>> BEGIN Stored records
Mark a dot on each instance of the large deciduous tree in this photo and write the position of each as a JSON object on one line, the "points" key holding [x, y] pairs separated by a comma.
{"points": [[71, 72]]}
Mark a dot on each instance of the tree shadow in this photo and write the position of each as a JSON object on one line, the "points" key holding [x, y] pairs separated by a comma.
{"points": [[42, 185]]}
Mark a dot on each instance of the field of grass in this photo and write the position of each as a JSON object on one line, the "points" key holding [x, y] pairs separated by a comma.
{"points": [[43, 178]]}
>> END Stored records
# Given problem:
Format every line of the items above as a Markdown table with a "Row" column for the line number and a "Line" column for the text. Leave out blank lines.

# Exercise solution:
| Row | Line |
|---|---|
| 1 | Mark a dot on each instance of the large deciduous tree in this photo and write the position of each as a JSON object on one line, the "points" key holding [x, y] pairs separated by a comma. |
| 2 | {"points": [[71, 72]]} |
| 3 | Mark a dot on each instance of the tree shadow in this photo and write the position of each as a JSON object on one line, the "points" key holding [x, y] pairs separated by a comma. |
| 4 | {"points": [[42, 185]]} |
| 5 | Mark a dot on each instance of the field of grass in this photo and write the position of each as a JSON object on one line, the "points" key holding [x, y] pairs separated by a comma. |
| 6 | {"points": [[43, 178]]} |